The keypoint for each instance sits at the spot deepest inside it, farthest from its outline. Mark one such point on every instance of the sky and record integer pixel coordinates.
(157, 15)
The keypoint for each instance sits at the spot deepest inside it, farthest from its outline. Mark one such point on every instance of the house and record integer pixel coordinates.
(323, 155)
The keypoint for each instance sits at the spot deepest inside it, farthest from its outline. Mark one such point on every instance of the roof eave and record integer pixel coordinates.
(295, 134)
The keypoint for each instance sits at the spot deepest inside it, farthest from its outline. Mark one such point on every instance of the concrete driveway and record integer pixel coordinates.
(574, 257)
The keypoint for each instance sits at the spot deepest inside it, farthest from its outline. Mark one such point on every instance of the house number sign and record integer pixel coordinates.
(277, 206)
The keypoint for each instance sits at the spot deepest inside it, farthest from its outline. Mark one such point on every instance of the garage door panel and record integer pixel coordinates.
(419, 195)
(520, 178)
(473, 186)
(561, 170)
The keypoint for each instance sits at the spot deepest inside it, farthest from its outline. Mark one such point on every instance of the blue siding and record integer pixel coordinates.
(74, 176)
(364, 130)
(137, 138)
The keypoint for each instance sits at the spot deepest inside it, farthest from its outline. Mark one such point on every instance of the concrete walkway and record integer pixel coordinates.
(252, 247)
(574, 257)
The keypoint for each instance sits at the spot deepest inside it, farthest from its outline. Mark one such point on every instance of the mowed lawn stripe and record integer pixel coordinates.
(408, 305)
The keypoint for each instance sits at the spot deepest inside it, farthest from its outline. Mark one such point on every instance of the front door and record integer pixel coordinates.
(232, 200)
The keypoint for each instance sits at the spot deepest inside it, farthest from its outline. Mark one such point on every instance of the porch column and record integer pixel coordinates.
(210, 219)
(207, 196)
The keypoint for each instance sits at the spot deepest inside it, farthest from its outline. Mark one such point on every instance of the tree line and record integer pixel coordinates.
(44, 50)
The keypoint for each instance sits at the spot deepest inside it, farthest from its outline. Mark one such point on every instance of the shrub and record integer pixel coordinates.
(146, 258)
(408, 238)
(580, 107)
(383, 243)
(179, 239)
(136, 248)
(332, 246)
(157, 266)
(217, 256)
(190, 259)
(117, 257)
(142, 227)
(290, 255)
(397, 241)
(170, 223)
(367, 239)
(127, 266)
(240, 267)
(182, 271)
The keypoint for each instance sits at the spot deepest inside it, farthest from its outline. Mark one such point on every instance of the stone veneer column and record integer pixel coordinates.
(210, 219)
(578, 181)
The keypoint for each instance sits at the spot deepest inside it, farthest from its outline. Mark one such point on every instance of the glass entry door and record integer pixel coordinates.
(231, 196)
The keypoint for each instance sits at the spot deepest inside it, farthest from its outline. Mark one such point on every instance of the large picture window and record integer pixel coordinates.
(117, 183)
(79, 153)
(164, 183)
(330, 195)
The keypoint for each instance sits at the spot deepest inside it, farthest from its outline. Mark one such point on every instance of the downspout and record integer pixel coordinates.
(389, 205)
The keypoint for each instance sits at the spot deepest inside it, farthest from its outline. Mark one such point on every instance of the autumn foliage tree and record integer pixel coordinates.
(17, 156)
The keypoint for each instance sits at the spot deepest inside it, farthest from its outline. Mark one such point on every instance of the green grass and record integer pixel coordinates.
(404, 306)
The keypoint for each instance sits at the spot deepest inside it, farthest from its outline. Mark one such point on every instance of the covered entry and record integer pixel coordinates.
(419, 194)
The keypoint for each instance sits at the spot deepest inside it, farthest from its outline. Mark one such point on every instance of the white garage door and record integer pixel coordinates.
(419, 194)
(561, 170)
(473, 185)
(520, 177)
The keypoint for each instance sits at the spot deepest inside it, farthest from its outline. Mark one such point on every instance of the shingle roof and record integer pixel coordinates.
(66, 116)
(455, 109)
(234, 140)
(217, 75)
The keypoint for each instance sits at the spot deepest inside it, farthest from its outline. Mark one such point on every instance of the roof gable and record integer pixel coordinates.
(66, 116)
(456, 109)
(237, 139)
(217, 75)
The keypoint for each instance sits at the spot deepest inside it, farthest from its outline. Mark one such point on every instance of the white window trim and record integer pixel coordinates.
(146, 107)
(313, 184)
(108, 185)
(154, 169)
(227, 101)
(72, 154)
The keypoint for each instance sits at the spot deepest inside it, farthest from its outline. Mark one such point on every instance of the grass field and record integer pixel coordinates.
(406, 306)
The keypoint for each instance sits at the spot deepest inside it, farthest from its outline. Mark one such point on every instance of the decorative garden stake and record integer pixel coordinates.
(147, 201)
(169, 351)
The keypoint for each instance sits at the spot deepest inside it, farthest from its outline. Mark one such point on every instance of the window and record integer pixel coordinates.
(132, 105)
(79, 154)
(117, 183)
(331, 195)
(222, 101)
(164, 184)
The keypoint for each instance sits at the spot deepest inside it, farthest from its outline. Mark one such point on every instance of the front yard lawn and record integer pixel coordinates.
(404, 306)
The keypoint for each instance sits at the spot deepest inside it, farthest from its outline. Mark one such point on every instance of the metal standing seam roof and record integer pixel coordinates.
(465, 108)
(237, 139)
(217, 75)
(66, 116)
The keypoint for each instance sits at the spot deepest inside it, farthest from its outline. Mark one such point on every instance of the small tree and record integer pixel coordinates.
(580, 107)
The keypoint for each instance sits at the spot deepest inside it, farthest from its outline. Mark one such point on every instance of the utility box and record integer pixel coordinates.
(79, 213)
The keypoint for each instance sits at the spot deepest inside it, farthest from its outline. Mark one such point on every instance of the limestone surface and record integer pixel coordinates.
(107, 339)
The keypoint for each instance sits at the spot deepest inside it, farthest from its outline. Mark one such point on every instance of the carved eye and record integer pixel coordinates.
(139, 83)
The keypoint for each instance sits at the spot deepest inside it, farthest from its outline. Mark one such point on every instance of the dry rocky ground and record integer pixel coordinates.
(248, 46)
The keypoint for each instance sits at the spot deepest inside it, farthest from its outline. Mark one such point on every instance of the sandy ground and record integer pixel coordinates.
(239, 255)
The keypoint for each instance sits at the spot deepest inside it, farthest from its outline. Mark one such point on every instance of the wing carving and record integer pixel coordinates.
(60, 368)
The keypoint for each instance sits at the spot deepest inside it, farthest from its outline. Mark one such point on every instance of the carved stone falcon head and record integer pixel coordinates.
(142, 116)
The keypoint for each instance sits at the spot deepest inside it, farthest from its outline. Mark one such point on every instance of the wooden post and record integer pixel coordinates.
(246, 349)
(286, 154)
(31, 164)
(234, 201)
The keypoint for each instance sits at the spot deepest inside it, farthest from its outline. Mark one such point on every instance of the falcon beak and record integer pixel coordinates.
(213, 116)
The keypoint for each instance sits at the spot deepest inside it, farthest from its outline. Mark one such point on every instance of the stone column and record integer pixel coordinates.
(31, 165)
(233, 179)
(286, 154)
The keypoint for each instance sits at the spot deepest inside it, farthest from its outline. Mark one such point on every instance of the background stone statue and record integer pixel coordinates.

────────

EXERCISE DETAILS: The listing above must be transcribed exactly, line by line.

WRITTEN SOLUTION:
The keypoint for each instance sits at the spot deepest inside it, farthest from its outline. Mark one such point on every instance of the sky and record integer pixel coordinates.
(157, 15)
The keypoint for each instance sits at the spot deepest inside it, farthest from its outline. Mark one such point on every instance of the house and record integer pixel coordinates.
(323, 155)
The keypoint for each instance sits at the spot deepest inside it, farthest from its outline. Mark one such point on every instance of the roof eave and record integer pixel coordinates.
(295, 134)
The keypoint for each instance sits at the spot deepest inside it, farthest from its outline. Mark one such point on every instance of the concrete driveway and record integer pixel coordinates.
(574, 257)
The keypoint for each instance sits at the spot deepest inside it, farthest from its outline. Mark one such point on every instance of the house number sign and record integer pixel coordinates.
(277, 206)
The keypoint for each instance sits at the spot deepest inside it, farthest from its outline. Mark one such point on every instance of the garage door panel and record integer pixel coordinates.
(419, 195)
(520, 178)
(473, 186)
(561, 170)
The keypoint for each instance sits at the spot deepest inside it, farthest from its outline. Mark one such point on every instance of the blue siding and record integer pixel coordinates.
(74, 176)
(364, 130)
(137, 138)
The keypoint for each instance sits at the spot deepest inside it, farthest from its outline. Mark one such point on every instance of the concrete walkway and record integer pixel coordinates.
(252, 247)
(574, 257)
The keypoint for each instance sits at the spot deepest inside it, farthest from its outline. Mark one such point on every instance of the mowed lawn stripe and record integer pixel coordinates.
(408, 305)
The keypoint for each instance sits at the spot deepest inside it, farthest from its outline. Mark one such point on every instance of the front door and record integer pixel coordinates.
(232, 200)
The keypoint for each instance sits at the spot deepest inside it, farthest from its outline. Mark one such point on every instance of the porch column and record integer pixel coordinates.
(210, 219)
(207, 196)
The keypoint for each instance sits at the spot deepest inside it, farthest from its outline. Mark one such point on every instance of the tree line and record integer pixel coordinates.
(44, 50)
The keypoint for each instance sits at the spot deepest inside it, farthest from its outline. Mark one such point on every instance of the shrub and record integer pixel coordinates.
(146, 258)
(408, 238)
(580, 107)
(383, 243)
(179, 239)
(136, 248)
(332, 246)
(157, 266)
(217, 256)
(190, 259)
(117, 257)
(142, 227)
(290, 255)
(397, 241)
(170, 223)
(367, 239)
(127, 266)
(240, 267)
(182, 271)
The keypoint for each instance sits at the spot deepest inside it, farthest from its outline. Mark one such point on every instance of the stone veneer column and record integer pixel coordinates.
(210, 219)
(578, 181)
The keypoint for each instance sits at the spot deepest inside it, farthest from its outline. Mark one such point on every instance of the glass entry door and record integer pixel coordinates.
(231, 196)
The keypoint for each instance sits at the spot deepest inside it, farthest from its outline. Mark one such point on every instance of the large picture window and record integer pixel coordinates.
(117, 183)
(79, 153)
(164, 183)
(330, 195)
The keypoint for each instance sits at the spot deepest inside it, farthest from its outline. Mark one such point on every instance of the downspout and record integer pixel coordinates.
(389, 205)
The keypoint for each instance sits at the spot deepest inside it, farthest from its outline. Mark one such point on every instance of the autumn foliage tree and record integer pixel coordinates.
(17, 156)
The keypoint for each instance sits at the spot deepest inside it, farthest from its outline. Mark one such point on every instance of the green grass and record integer pixel coordinates.
(404, 306)
The keypoint for each instance sits at the spot deepest inside it, farthest from its outline. Mark one such point on every instance of the covered entry and record integer pixel coordinates.
(419, 194)
The keypoint for each instance sits at the spot deepest inside it, farthest from its outline. Mark one such point on every instance of the white garage door and record integer pixel coordinates.
(419, 194)
(561, 170)
(473, 185)
(520, 177)
The keypoint for each instance sits at the spot deepest inside it, farthest from its outline. Mark one such point on every instance of the shingle roof and record integer pixel coordinates.
(66, 116)
(455, 109)
(234, 140)
(217, 75)
The keypoint for each instance sits at the spot deepest inside it, farthest from its outline. Mark one such point on every instance of the roof gable and record integer pixel coordinates.
(66, 116)
(456, 109)
(237, 139)
(217, 75)
The keypoint for each instance sits at the spot deepest inside it, farthest from its outline. Mark one such point on every instance of the white window trim and record integer pixel coordinates.
(146, 107)
(313, 184)
(108, 185)
(154, 169)
(227, 101)
(72, 154)
The keypoint for each instance sits at the spot deepest inside it, farthest from its outline. Mark one such point on every instance of the grass field and record integer pixel coordinates.
(406, 306)
The keypoint for each instance sits at the spot deepest inside it, farthest from its outline. Mark one such point on every instance of the decorative garden stake and record integer pixel coordinates.
(147, 201)
(169, 351)
The keypoint for each instance sits at the spot deepest inside it, farthest from its outline. Mark one such point on every instance of the window and record integer pixel coordinates.
(132, 105)
(79, 154)
(117, 183)
(331, 195)
(222, 101)
(164, 184)
The keypoint for each instance sits at the spot deepest inside it, farthest from its outline. Mark one such point on every instance of the front yard lawn and record integer pixel coordinates.
(404, 306)
The keypoint for each instance sits at the spot deepest inside it, farthest from its outline. Mark one such point on every instance of the metal standing seam roof and record integer pixel coordinates.
(465, 108)
(237, 139)
(217, 75)
(66, 116)
The keypoint for each instance sits at the spot deepest inside it, farthest from its outline. Mark one such point on every instance of the small tree and record integer pixel coordinates.
(580, 107)
The keypoint for each instance sits at the spot deepest inside it, farthest from its outline. Mark one such point on every instance of the utility box and record integer pixel coordinates.
(79, 213)
The keypoint for each instance sits at the spot deepest inside it, farthest from its outline. Mark one such point on every instance of the limestone surface and record integer pixel coordinates.
(107, 339)
The keypoint for each instance sits at the spot deepest inside it, farthest from its outline. Mark one such point on every instance of the carved eye and record integer pixel coordinates.
(139, 83)
The keypoint for each instance sits at the spot deepest inside it, farthest from its outline. Mark one such point on every instance of the dry rocky ground and record integer pixel coordinates.
(248, 46)
The keypoint for each instance sits at the spot deepest inside it, farthest from its outline. Mark one such point on every instance of the sandy ground and record integer pixel coordinates.
(239, 255)
The keypoint for each instance sits at the spot deepest inside it, farthest from its outline. Mark one such point on every instance of the wing carving and record integer pixel coordinates.
(60, 368)
The keypoint for each instance sits at the spot deepest inside it, farthest from its outline. Mark one such point on every instance of the carved stone falcon head and record integer pixel coordinates.
(142, 116)
The keypoint for each instance sits at the spot deepest inside it, farthest from its outline. Mark one such point on every instance of the wooden post and record integer pixel coordinates.
(246, 349)
(286, 154)
(31, 164)
(234, 201)
The keypoint for each instance sits at the spot deepest inside it, farthest from its outline. Mark one such point on every instance of the falcon beak and record integer pixel coordinates.
(213, 116)
The keypoint for each instance sits at the spot deepest inside it, farthest from its outline. Mark one such point on every instance of the stone column and record integer pixel coordinates.
(31, 165)
(233, 179)
(286, 154)
The keypoint for each instance sits at the spot deepest inside it, farthest from its outline. Mark one such point on every instance of the background stone statue and record integer pixel coordinates.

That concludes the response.